* Exercise tasks:
1. Copy down the stretch of the decoder sequences tutorial from "Input and Output Sequences for" through "sets of data.", word for word.
2. Carry on writing the decoder sequences tutorial from the point where it stops.

* Source text:

Input and Output Sequences for Decoder
Decoder input and output sequences have one time-step difference (i.e., the decoder’s output at \(t-1\) is the decoder’s input at \(t\))
We create decoder input and output sequences as different sets of data.
decoder_input_sequences = target_sequences[:,:-1]
decoder_output_sequences = target_sequences[:,1:]
print(decoder_input_sequences[:5])
print(decoder_output_sequences[:5])
[[ 1 4 11 11 1]
[ 1 2 10 11 1]
[ 1 7 7 8 1]
[ 1 7 3 2 1]
[ 1 6 2 9 1]]
[[ 4 11 11 1 0]
[ 2 10 11 1 0]
[ 7 7 8 1 0]
[ 7 3 2 1 0]
[ 6 2 9 1 0]]
Sequences to One-Hot Encoding#
To simplify the matter, we convert each sequence/integer token into one-hot encoding, which will be the input of the Encoder directly.
Normally we would add an Embedding layer to convert sequence tokens to embeddings before sending them to the Encoder.
Please note that this step renders the text representation of the entire training data from 2D (
batch_size
,max_length
) to 3D tensors (batch_size
,max_length
,vocab_size
).
Note
For neural machine translations, the vocabulary sizes of the input and target languages are usually very large. It is more effective to implement an Embedding layer to convert sequences (integers) into embeddings, rather than one-hot encodings.
For this tutorial, we have a limited vocabulary size (only digits and math symbols). One-hot encodings should be fine.
However, in the assignment, you will practice on how to add embedding layers for both Encoder and Decoder.
print(encoder_input_sequences.shape)
print(decoder_input_sequences.shape)
print(decoder_output_sequences.shape)
(45000, 7)
(45000, 5)
(45000, 5)
encoder_input_onehot = to_categorical(encoder_input_sequences,
num_classes=input_vsize)
decoder_input_onehot = to_categorical(decoder_input_sequences,
num_classes=target_vsize)
decoder_output_onehot = to_categorical(decoder_output_sequences,
num_classes=target_vsize)
print(encoder_input_onehot.shape)
print(decoder_input_onehot.shape)
print(decoder_output_onehot.shape)
(45000, 7, 12)
(45000, 5, 12)
(45000, 5, 12)
Token Indices#
We create the integer-to-character dictionaries for later use.
Two dictionaries, one for the input sequence and one for the target sequence.
""" Index2word """
enc_index2word = dict(
zip(input_tokenizer.word_index.values(),
input_tokenizer.word_index.keys()))
dec_index2word = dict(
zip(target_tokenizer.word_index.values(),
target_tokenizer.word_index.keys()))
enc_index2word
{1: '+',
2: '9',
3: '4',
4: '8',
5: '3',
6: '5',
7: '6',
8: '1',
9: '2',
10: '7',
11: '0'}
dec_index2word
{1: '_',
2: '1',
3: '2',
4: '7',
5: '6',
6: '3',
7: '9',
8: '4',
9: '5',
10: '8',
11: '0'}
import matplotlib.pyplot as plt
import matplotlib
import pandas as pd
matplotlib.rcParams['figure.dpi'] = 150
# Plotting results
def plot1(history):
acc = history.history['accuracy']
val_acc = history.history['val_accuracy']
loss = history.history['loss']
val_loss = history.history['val_loss']
epochs = range(1, len(acc) + 1)

* Information supplied:
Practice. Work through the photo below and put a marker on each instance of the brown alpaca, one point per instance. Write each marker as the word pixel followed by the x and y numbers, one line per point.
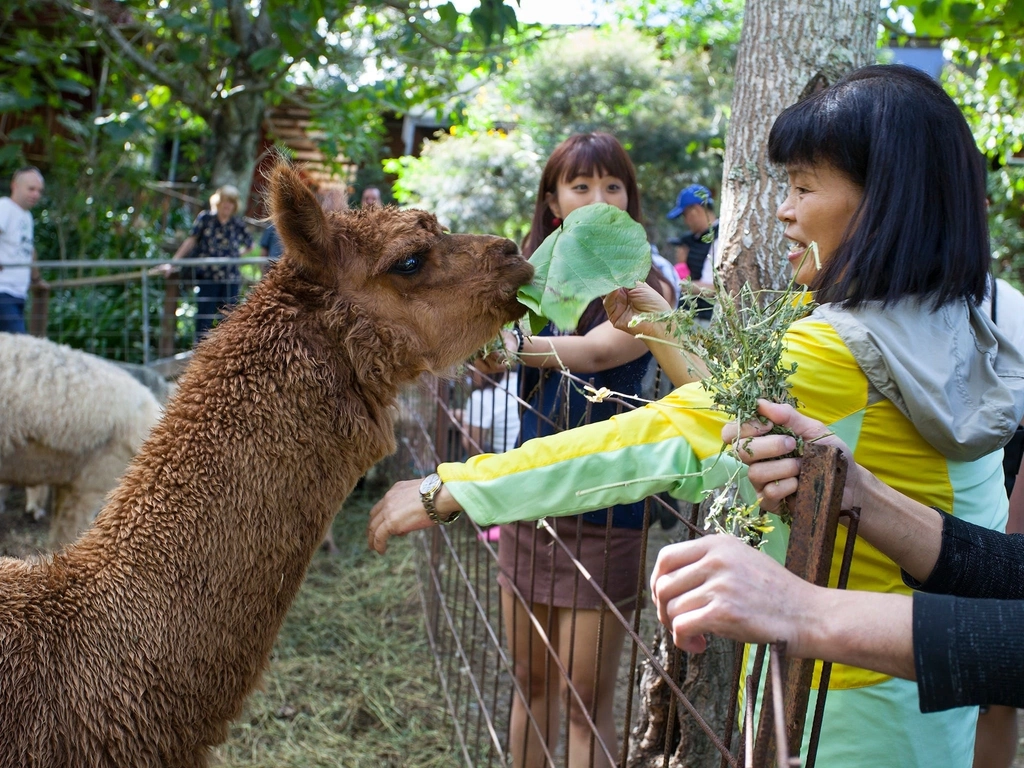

* Set of answers:
1.
Input and Output Sequences for Decoder
Decoder input and output sequences have one time-step difference (i.e., the decoder’s output at \(t-1\) is the decoder’s input at \(t\))
We create decoder input and output sequences as different sets of data.

2.
## Accuracy plot
plt.plot(epochs, acc, 'bo', label='Training acc')
plt.plot(epochs, val_acc, 'b', label='Validation acc')
plt.title('Training and validation accuracy')
plt.legend()
## Loss plot
plt.figure()
plt.plot(epochs, loss, 'bo', label='Training loss')
plt.plot(epochs, val_loss, 'b', label='Validation loss')
plt.title('Training and validation loss')
plt.legend()
plt.show()
def plot2(history):
pd.DataFrame(history.history).plot(figsize=(8, 5))
plt.grid(True)
#plt.gca().set_ylim(0,1)
plt.show()
Model Training#
Define the model architecture
Train the model
Sequence-to-Sequence can go from simple RNNs to complex models with attention mechanisms.
In this tutorial, we will try the following:
Sequence-to-sequence model with vanilla RNN Encoder and Decoder
Sequence-to-sequence model with GRU Encoder and Decoder
Sequence-to-sequence model with bidirectional RNN Encoder
Sequence-to-sequence model with peeky Decoder
Sequence-to-sequence model with attention-based Decoder
Sequential vs. Functional API in
keras
We have been using the Sequential API to create the network models, where each layer’s output is the input of the subsequent layer.
However, for Encoder-Decoder Models, sometimes not all the outputs of the previous layer are the inputs of the subsequent layer.
We need more flexibility in the ways of connecting the inputs and outputs of the model layers.
Therefore, here we will use the Functional API for model definition.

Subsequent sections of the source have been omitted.